-- START --

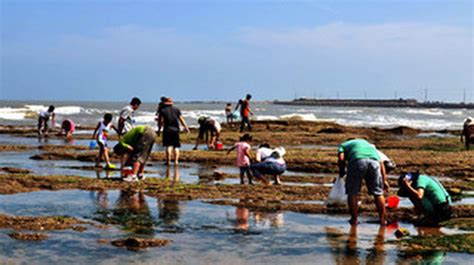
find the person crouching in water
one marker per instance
(101, 135)
(271, 165)
(43, 119)
(432, 201)
(67, 128)
(363, 162)
(243, 157)
(468, 132)
(210, 130)
(134, 148)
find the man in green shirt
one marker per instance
(431, 200)
(363, 161)
(134, 148)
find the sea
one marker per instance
(89, 113)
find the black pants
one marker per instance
(245, 120)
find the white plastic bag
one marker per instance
(337, 195)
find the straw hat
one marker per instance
(281, 151)
(469, 121)
(168, 101)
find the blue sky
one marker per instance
(220, 50)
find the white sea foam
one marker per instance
(266, 117)
(68, 110)
(305, 117)
(432, 112)
(12, 114)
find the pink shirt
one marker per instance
(242, 159)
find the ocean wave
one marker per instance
(304, 117)
(349, 111)
(432, 112)
(68, 110)
(12, 114)
(266, 117)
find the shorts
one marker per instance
(267, 168)
(142, 150)
(171, 137)
(368, 169)
(102, 143)
(43, 123)
(244, 170)
(144, 145)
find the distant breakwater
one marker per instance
(379, 103)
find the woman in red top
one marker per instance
(245, 112)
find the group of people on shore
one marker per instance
(357, 158)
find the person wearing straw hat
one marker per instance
(273, 165)
(432, 201)
(169, 119)
(363, 162)
(134, 148)
(468, 132)
(209, 130)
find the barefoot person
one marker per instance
(67, 128)
(468, 132)
(363, 162)
(228, 113)
(432, 201)
(134, 148)
(169, 119)
(126, 121)
(209, 130)
(245, 112)
(243, 157)
(273, 165)
(43, 119)
(101, 135)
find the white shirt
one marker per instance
(127, 114)
(263, 153)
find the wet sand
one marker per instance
(442, 157)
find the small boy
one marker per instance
(101, 134)
(68, 127)
(228, 113)
(243, 157)
(126, 121)
(43, 120)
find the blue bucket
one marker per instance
(92, 144)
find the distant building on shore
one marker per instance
(388, 103)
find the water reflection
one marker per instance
(130, 210)
(175, 178)
(169, 211)
(432, 257)
(345, 249)
(101, 173)
(242, 220)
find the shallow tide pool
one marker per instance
(202, 233)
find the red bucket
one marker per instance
(127, 171)
(219, 146)
(392, 201)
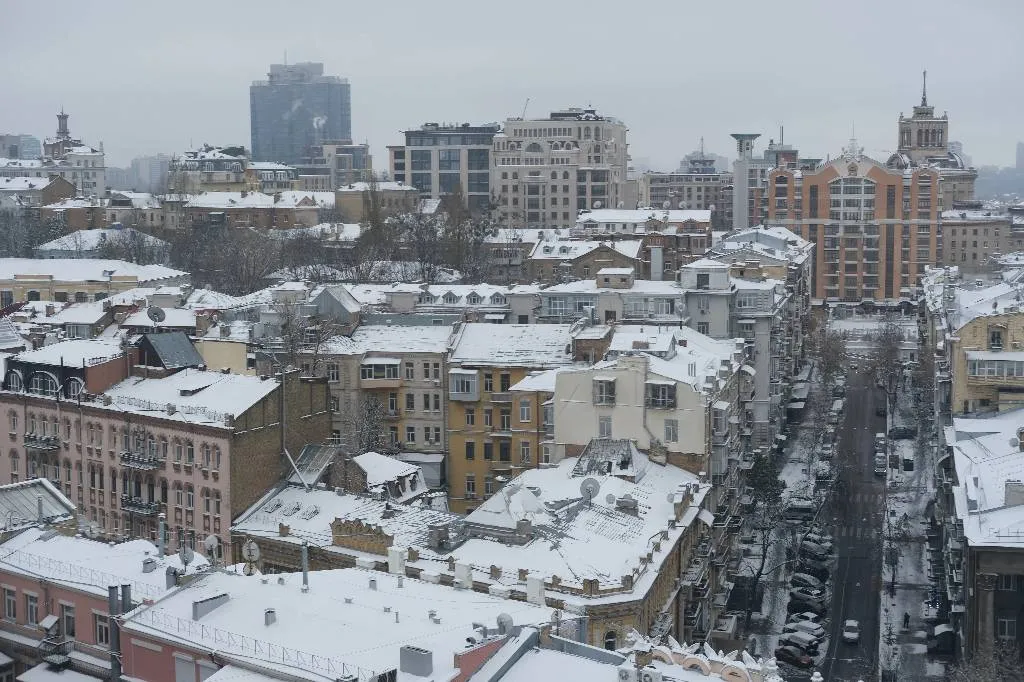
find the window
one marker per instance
(389, 371)
(671, 430)
(1007, 629)
(102, 628)
(68, 621)
(10, 604)
(524, 452)
(524, 410)
(604, 391)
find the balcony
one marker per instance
(55, 651)
(139, 506)
(140, 461)
(42, 442)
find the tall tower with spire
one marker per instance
(924, 135)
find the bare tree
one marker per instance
(833, 352)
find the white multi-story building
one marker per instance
(546, 170)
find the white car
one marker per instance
(851, 632)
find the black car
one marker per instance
(794, 656)
(903, 432)
(799, 606)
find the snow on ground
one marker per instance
(907, 499)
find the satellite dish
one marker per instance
(210, 545)
(186, 555)
(505, 624)
(250, 551)
(589, 488)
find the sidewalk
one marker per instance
(908, 495)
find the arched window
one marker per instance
(14, 381)
(74, 388)
(43, 383)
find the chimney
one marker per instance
(1014, 494)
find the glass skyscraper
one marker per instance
(296, 108)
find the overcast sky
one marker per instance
(144, 78)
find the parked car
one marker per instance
(794, 656)
(806, 615)
(813, 550)
(818, 569)
(851, 632)
(806, 580)
(801, 605)
(806, 643)
(812, 629)
(808, 594)
(903, 432)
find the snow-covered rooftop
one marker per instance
(642, 215)
(539, 346)
(570, 249)
(989, 465)
(350, 621)
(76, 352)
(83, 269)
(23, 183)
(309, 514)
(577, 540)
(394, 339)
(173, 317)
(199, 397)
(89, 240)
(90, 565)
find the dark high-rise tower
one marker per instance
(295, 108)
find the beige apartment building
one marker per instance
(545, 170)
(875, 229)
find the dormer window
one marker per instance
(995, 339)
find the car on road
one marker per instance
(805, 615)
(903, 432)
(806, 643)
(808, 594)
(851, 632)
(794, 656)
(812, 629)
(801, 605)
(818, 569)
(805, 580)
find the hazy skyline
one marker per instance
(144, 79)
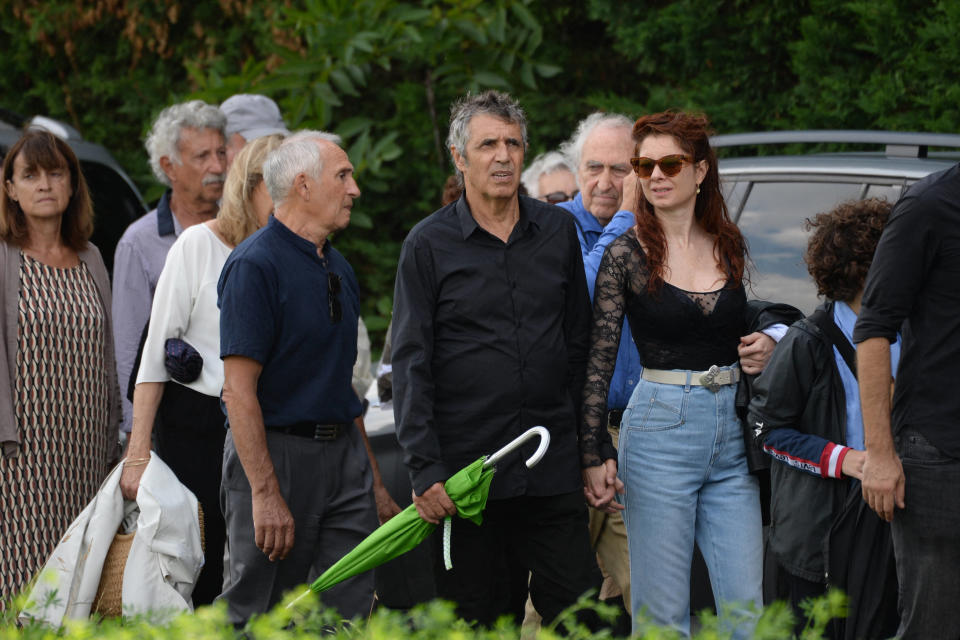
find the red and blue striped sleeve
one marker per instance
(807, 452)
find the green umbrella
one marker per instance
(467, 488)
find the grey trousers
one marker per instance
(328, 488)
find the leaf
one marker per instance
(356, 72)
(472, 31)
(547, 70)
(361, 220)
(323, 91)
(342, 82)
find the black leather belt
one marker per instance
(313, 430)
(614, 416)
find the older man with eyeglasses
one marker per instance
(600, 151)
(296, 487)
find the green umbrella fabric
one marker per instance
(468, 489)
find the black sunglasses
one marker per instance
(669, 165)
(333, 297)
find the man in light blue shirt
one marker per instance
(600, 152)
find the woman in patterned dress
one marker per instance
(182, 413)
(59, 401)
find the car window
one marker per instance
(890, 192)
(115, 206)
(772, 221)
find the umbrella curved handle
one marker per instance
(516, 442)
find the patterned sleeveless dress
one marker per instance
(61, 406)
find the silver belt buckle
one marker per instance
(708, 379)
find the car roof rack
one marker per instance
(898, 143)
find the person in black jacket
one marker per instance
(805, 405)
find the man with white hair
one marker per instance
(187, 153)
(549, 178)
(600, 151)
(490, 329)
(250, 116)
(296, 490)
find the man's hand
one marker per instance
(434, 505)
(386, 506)
(600, 486)
(630, 193)
(883, 483)
(272, 525)
(853, 464)
(755, 351)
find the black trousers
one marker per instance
(543, 539)
(188, 435)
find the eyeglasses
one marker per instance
(333, 297)
(669, 165)
(559, 196)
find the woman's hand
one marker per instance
(755, 351)
(630, 193)
(601, 485)
(853, 464)
(130, 479)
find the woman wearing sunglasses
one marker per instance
(678, 275)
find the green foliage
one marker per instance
(382, 74)
(432, 621)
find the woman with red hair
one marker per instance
(679, 277)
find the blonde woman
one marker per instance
(177, 396)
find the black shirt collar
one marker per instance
(468, 223)
(301, 243)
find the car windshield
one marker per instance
(772, 218)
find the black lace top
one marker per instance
(673, 329)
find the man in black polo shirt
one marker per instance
(490, 333)
(914, 286)
(296, 479)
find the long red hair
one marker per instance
(692, 133)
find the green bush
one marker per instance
(433, 621)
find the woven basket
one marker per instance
(108, 601)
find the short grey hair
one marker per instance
(573, 148)
(298, 154)
(544, 165)
(492, 103)
(164, 137)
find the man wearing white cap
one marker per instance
(250, 116)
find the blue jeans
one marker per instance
(926, 541)
(683, 462)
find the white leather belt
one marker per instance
(712, 379)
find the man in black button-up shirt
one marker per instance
(491, 325)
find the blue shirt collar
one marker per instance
(845, 318)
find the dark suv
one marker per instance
(116, 201)
(770, 196)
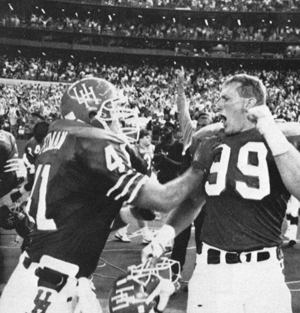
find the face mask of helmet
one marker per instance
(144, 288)
(96, 102)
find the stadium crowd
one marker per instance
(150, 89)
(262, 30)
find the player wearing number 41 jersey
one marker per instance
(248, 171)
(83, 175)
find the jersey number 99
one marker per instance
(260, 171)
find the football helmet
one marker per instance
(97, 102)
(143, 288)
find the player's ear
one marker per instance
(250, 103)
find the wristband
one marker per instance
(164, 236)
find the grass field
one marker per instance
(117, 256)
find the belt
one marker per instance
(48, 277)
(215, 256)
(27, 262)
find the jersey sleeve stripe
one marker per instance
(127, 186)
(118, 184)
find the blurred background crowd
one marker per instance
(138, 46)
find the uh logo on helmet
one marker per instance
(144, 289)
(96, 101)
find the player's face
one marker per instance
(145, 141)
(202, 122)
(232, 109)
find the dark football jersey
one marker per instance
(168, 171)
(246, 198)
(8, 150)
(83, 174)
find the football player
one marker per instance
(83, 175)
(292, 219)
(8, 181)
(248, 171)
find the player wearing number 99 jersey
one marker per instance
(83, 175)
(248, 172)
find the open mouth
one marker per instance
(221, 118)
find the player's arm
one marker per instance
(183, 110)
(286, 156)
(178, 220)
(167, 197)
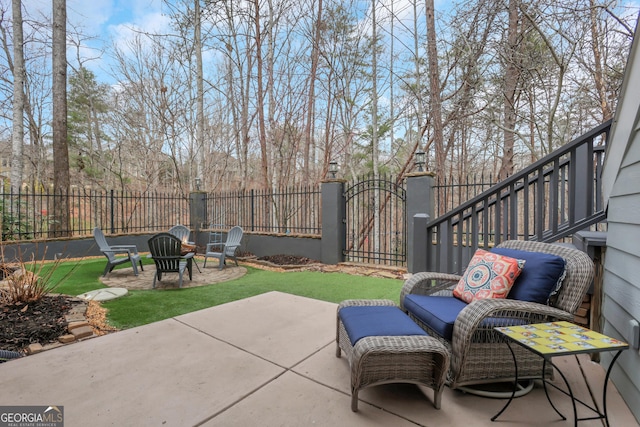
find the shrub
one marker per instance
(31, 281)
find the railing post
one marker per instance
(420, 200)
(197, 212)
(112, 212)
(334, 235)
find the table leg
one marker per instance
(546, 390)
(515, 384)
(604, 387)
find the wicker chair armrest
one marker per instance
(133, 249)
(429, 283)
(476, 321)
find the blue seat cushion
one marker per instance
(540, 278)
(438, 312)
(373, 321)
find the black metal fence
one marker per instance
(375, 220)
(290, 210)
(29, 215)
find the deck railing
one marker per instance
(547, 201)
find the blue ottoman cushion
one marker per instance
(375, 321)
(439, 312)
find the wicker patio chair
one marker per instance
(182, 232)
(110, 251)
(478, 354)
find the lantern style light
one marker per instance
(333, 168)
(420, 160)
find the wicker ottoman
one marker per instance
(389, 348)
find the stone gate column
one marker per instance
(334, 235)
(419, 209)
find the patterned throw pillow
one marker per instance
(488, 275)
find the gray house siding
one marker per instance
(621, 277)
(621, 304)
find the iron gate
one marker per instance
(375, 221)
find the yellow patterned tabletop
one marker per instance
(560, 338)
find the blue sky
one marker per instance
(116, 21)
(105, 21)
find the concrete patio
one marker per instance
(268, 360)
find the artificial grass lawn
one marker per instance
(142, 307)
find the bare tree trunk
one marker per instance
(435, 104)
(511, 77)
(260, 99)
(60, 227)
(17, 145)
(308, 131)
(202, 155)
(598, 73)
(374, 124)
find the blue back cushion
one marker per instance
(439, 312)
(376, 321)
(541, 276)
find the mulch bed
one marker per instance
(36, 322)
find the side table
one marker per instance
(552, 339)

-- END --

WHAT YOU WILL DO —
Copy the records word for word, starting with the line that contains "find the yellow patterned tabletop" and continuing through the last line, with both ends included.

OUTPUT FOR THIS EXERCISE —
find the yellow patterned tabletop
one marker per instance
(560, 338)
find the blue sky
one marker per instance
(116, 21)
(105, 21)
find the concrete patio
one marker per instance
(268, 360)
find the artificial grass lawn
one marker per instance
(142, 307)
find the bare tree trunk
one marker per instance
(435, 104)
(511, 77)
(260, 99)
(60, 227)
(17, 145)
(308, 131)
(202, 155)
(598, 73)
(374, 124)
find the blue back cushion
one marker per instance
(439, 312)
(376, 321)
(541, 276)
find the mulch bed
one marker per instance
(36, 322)
find the side table
one marker per instance
(552, 339)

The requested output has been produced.